Tributário nos Bastidores

Tributário nos Bastidores

Como fica a coisa julgada tributária benéfica a uma sociedade quando esta sofre operação societária

xa7Existem diversas ações ajuizadas por pessoas jurídicas, que têm por objetivo o reconhecimento do direito de não recolher, ou recolher a menor um determinado tributo inclusive em operações futuras.

Quando o contribuinte sai vencedor, a decisão final e definitiva proferida no processo que declara indevida a cobrança do tributo faz coisa julgada. Vale dizer, a decisão judicial torna-se imutável e indiscutível e a eficácia da decisão perdurará enquanto estiver em vigor a lei em que se baseou e que interpretou para julgar procedente a ação.

A pessoa jurídica beneficiada pela coisa julgada alcança um benefício inestimável e que pode redundar na economia de valores relevantes e inclusive influir no “preço” da sociedade.

Ocorre que, nos dias de hoje, não é novidade que as operações societárias – fusão, cisão, incorporação e transformação – têm se tornado cada vez mais frequentes. Estas operações acarretam modificações profundas na estrutura das sociedades.

A questão que surge, nesses casos, é se a pessoa jurídica que sofreu alterações societárias continua ter o direito à coisa julgada de cunho tributário.

Obviamente que cada operação deverá ser analisada individualmente.

Abaixo, segue análise de um caso concreto, no qual a sociedade sofreu operação de transformação.

Está em causa saber se as modificações nos estatutos sociais da sociedade XX: (i) alteração da denominação e (ii) mudança do objeto social, acarretaram a perda do direito da sociedade YY de aproveitar os efeitos da coisa julgada.

Alteração no Objeto Social

O ato constitutivo é elemento indispensável para a formação da sociedade, sem o qual ela não existe. “O ato constitutivo não se refere à pessoa jurídica; refere-se à entidade que vai ser personificada” (cf. Pontes de Miranda, Tratado de Direito Privado, Editor Borsoi, V. I, fls. 358) e nele deve ser indicado, o nome, a sede, o objeto, a administração, a reformabilidade e o modo, a responsabilidade dos membros, a maneira de se extinguir a pessoa jurídica e o destino do patrimônio no caso de extinção.

Uma vez instituída e arquivado o seu ato constitutivo no Registro de Comércio, nasce juridicamente a sociedade, adquirindo personalidade e autonomia própria. A aquisição da personalidade jurídica implica o começo da existência legal das pessoas jurídicas de direito privado (artigo 45 do CC). A personalidade capacita a pessoa jurídica para ser sujeito de direitos e obrigações, vale dizer, a personalidade jurídica implica na capacidade de direito e na capacidade de ter patrimônio.

DADOS FORNECIDOS:
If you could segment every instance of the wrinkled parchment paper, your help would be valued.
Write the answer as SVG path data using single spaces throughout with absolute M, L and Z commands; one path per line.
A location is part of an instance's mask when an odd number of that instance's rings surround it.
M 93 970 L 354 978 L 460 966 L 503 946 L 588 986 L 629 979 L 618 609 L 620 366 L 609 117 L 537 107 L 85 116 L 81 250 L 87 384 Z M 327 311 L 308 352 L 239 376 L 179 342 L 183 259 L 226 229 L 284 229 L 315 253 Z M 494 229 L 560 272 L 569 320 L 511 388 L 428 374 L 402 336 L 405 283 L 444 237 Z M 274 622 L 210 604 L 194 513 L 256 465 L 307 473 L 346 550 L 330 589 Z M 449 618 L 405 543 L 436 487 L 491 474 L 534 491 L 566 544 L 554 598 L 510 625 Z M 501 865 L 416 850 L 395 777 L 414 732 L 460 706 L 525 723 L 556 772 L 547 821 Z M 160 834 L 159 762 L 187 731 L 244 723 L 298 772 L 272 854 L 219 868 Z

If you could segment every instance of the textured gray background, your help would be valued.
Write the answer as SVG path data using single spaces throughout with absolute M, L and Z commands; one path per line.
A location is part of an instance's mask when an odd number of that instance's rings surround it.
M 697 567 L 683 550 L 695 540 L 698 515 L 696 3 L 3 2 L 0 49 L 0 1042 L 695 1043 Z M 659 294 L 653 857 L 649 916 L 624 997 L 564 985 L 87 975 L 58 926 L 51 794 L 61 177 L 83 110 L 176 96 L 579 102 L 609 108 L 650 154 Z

O QUE SE PEDE:
Com base no texto apresentado, explique em uma a três frases por que surge a dúvida sobre a manutenção do direito à coisa julgada tributária pela pessoa jurídica que sofreu alterações societárias.

RESPOSTA FINAL:
A dúvida surge porque as operações societárias (fusão, cisão, incorporação e transformação) têm se tornado cada vez mais frequentes e acarretam modificações profundas na estrutura das sociedades. Diante dessas modificações, questiona-se se a pessoa jurídica alterada continua a ter o direito à coisa julgada de cunho tributário.